[STATED TASK]
In the audio transcript below, which organization does Fabian Debora say he founded and directs?

Click here for audio transcript

Fabian Debora:

I always thought the L.A. River was like the main artery that comes from the heart of Los Angeles, because in that L.A. River, it’s also a sense of peace. It’s almost like a city away from the city.

My name is Fabian Debora. I’m an artist of Boyle Heights, and I’m also the founder and executive director of the Homeboy Art Academy.

To me, home is Los Angeles. To be a little bit more specific, I would say Boyle Heights, the East Side. El este de Los Ángeles.

I’ve seen a lot with these eyes, and some of the things I saw, I wouldn’t recommend for anyone, or even wish on anyone.

It’s a pretty scary place, especially when you’re in this addiction, And, you know, there’s death, right, violence. There’s … there’s a lot of things that one does, in order to survive.

In between culture, familia, immigrants, there was gangs.

And as a kid, you know, that wasn’t what I wanted to do. I didn’t grow up saying, “I’m going to be a gang member when I grow up.” But because of the environments we come from, you know, in between beauty, there’s grime.

So the L.A. River played a major role in my life, where I would go down there, I will bring my sketchbooks, sometimes my spray cans, and I will start to create my own worlds. 

And so for me the L.A. River will be a refuge. A way to get away from the housing projects.

I always respond to those bridges because it’s almost a sense of transcendence from the East Side to the West Side. Right? Like evolution, growth, hope. 

I started to unpackage everything that I was running from, what I was running from, was that of abuse, neglect, abandonment, everything that my father instilled behind his drug addiction. 

And I said, I’m gonna pick up the pieces of the puzzle where my father left off, and I’m going to continue pushing and doing what we have to do. 

As I start to change my life, I start to make sure that there is no more abuse, neglect, and abandonment in my household, but that there’s nothing but love, compassion and understanding. Everything a child needs to sustain his innocence. 

And if it wasn’t for those experiences that one goes through, and has gone through, then there’s no appreciation for life.

I come to the studio at 4 a.m. 

[Sounds of brush strokes]

And I continue to create for myself. By eight o’clock, the doorbell rings, ding ding and the youth start to arrive to the academy.

[DATA EXCERPTS]
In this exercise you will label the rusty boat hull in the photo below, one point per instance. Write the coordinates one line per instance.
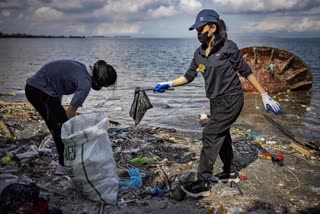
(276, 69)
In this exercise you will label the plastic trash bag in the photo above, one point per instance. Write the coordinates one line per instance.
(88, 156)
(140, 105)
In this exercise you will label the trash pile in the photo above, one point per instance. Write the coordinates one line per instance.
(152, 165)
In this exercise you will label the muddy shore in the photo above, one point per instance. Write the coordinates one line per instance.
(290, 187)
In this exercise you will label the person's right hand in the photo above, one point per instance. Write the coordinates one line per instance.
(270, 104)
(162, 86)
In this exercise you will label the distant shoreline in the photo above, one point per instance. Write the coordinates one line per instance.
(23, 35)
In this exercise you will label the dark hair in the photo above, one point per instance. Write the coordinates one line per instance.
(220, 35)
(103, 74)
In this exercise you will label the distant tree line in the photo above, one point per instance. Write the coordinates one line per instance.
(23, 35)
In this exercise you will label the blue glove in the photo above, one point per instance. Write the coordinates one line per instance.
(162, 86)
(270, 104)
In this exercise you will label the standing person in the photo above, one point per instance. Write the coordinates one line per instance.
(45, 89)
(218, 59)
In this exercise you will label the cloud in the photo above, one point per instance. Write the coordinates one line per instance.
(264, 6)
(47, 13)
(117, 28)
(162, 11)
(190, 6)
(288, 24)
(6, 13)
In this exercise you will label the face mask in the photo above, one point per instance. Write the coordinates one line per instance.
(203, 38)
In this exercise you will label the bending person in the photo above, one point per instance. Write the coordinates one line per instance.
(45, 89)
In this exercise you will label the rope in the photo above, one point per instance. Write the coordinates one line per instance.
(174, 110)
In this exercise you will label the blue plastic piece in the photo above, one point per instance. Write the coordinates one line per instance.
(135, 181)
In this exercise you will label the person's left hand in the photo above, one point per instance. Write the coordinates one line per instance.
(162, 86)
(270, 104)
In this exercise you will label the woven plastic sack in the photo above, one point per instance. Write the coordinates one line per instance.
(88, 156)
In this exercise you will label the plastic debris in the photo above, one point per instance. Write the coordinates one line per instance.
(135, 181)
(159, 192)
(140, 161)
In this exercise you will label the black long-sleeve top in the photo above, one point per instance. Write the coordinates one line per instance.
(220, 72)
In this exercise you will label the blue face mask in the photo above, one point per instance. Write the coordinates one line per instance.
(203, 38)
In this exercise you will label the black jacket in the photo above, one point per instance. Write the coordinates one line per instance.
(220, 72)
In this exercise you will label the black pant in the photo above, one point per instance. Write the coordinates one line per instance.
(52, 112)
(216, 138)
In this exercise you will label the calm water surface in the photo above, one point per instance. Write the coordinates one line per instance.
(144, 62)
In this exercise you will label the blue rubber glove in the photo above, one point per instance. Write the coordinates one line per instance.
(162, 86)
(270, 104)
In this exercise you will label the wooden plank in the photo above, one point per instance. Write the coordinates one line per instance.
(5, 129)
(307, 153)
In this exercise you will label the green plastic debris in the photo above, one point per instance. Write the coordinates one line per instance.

---

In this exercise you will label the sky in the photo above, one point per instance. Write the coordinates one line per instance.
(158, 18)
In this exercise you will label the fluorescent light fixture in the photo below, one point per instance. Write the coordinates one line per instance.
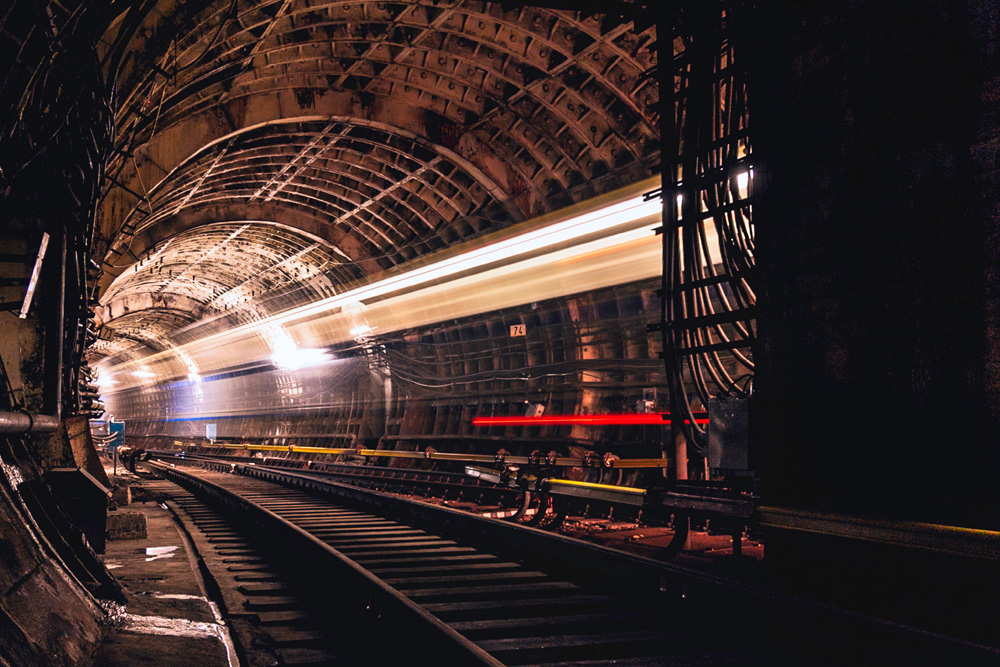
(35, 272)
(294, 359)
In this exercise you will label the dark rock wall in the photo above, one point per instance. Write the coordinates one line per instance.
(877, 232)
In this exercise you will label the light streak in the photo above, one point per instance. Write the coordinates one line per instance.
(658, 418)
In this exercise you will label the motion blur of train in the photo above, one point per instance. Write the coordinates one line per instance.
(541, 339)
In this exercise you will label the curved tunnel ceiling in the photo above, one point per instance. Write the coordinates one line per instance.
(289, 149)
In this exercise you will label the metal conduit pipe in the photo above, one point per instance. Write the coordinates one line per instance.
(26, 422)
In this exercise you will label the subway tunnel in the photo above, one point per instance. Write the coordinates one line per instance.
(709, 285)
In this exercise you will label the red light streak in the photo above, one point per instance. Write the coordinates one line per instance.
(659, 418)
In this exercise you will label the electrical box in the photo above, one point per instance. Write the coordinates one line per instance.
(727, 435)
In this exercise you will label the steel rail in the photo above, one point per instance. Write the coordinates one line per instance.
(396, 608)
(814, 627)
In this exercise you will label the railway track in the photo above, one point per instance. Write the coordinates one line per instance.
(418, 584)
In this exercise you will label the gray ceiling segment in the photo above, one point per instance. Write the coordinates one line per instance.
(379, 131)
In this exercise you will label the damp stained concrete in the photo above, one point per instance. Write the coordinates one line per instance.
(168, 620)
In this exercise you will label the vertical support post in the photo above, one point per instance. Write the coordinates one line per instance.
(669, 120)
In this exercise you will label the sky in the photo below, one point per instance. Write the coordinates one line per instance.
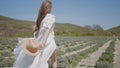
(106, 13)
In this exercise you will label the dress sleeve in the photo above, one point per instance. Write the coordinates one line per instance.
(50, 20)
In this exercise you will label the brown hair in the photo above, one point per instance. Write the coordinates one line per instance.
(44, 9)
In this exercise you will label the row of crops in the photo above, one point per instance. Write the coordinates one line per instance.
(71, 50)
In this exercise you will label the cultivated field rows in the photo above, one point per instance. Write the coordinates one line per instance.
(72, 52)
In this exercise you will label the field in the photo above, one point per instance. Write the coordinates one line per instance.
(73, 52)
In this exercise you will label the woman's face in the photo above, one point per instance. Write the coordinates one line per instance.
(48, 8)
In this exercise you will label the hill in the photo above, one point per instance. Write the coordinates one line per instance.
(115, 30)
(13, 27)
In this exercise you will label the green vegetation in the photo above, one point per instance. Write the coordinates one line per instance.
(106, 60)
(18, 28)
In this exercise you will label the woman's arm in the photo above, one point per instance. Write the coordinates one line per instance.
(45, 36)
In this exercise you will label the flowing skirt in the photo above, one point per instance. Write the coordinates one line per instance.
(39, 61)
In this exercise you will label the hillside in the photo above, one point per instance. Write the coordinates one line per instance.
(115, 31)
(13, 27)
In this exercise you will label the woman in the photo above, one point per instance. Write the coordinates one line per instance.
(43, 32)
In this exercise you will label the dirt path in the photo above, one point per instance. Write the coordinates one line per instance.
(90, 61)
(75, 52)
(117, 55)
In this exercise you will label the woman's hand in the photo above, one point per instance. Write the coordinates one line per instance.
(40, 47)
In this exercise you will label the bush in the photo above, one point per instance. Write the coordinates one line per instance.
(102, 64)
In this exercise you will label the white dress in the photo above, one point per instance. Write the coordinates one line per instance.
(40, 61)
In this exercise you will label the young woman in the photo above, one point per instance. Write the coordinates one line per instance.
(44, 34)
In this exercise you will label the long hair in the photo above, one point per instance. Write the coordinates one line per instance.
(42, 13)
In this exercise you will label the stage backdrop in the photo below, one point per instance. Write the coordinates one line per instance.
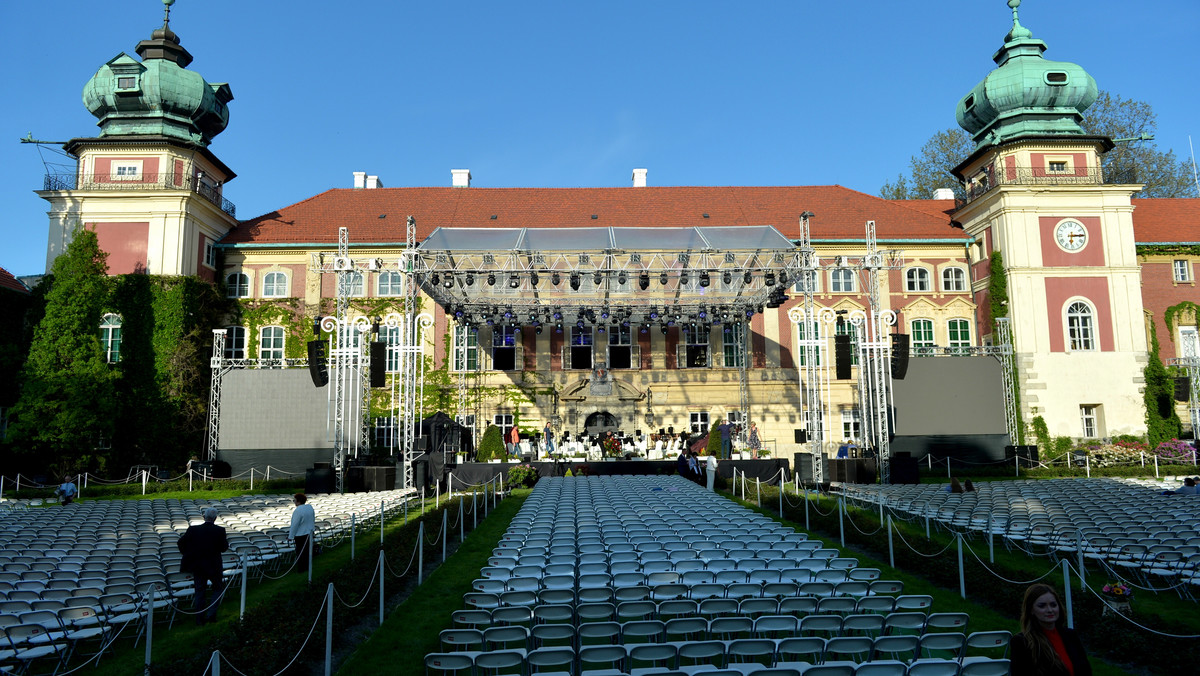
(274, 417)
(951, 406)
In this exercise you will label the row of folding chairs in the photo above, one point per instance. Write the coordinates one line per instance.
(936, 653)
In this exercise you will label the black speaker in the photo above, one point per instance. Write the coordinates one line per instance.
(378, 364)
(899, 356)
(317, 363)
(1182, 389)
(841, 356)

...

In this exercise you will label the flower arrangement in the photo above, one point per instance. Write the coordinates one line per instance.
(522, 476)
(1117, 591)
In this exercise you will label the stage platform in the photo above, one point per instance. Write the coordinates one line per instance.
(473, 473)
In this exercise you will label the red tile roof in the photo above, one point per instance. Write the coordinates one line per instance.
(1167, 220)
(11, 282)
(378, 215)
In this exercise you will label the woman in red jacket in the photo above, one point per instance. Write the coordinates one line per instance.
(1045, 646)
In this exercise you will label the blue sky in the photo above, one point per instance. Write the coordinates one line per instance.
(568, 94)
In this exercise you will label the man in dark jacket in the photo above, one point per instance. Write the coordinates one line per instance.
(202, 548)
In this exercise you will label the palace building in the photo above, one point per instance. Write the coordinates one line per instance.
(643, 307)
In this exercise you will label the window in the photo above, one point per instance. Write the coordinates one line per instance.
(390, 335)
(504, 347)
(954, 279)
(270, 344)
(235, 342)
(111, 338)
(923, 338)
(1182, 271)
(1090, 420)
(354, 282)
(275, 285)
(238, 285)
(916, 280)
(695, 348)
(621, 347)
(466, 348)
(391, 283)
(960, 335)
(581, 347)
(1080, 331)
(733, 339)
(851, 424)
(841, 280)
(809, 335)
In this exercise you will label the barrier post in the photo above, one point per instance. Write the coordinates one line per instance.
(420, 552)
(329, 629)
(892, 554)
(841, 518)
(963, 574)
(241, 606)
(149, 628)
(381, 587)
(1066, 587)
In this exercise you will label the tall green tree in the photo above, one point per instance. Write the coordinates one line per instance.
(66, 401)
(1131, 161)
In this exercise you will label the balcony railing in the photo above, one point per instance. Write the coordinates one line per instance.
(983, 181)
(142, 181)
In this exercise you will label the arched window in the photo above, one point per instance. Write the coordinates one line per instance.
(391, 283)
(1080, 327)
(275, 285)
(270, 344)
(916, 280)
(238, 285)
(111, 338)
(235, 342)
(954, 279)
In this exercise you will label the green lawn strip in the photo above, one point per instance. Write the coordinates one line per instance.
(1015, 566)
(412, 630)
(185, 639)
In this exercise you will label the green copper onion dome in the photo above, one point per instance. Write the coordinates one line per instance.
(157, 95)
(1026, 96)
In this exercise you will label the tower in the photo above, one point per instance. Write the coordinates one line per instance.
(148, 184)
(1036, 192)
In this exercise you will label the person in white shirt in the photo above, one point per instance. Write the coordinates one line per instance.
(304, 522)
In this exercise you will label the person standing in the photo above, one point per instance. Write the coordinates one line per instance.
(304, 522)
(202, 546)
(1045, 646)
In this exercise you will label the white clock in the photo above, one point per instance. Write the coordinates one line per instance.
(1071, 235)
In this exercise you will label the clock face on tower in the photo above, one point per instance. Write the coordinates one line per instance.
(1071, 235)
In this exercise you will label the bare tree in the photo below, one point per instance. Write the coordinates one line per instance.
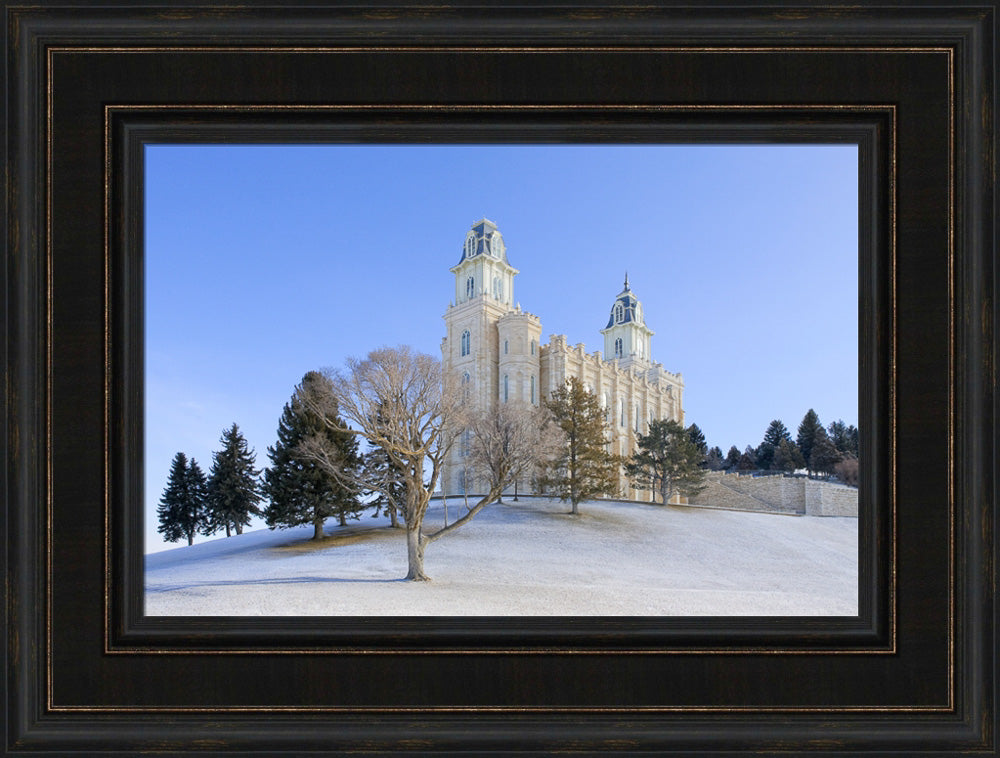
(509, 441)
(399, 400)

[FINAL RESULT]
The Homeboy Art Academy.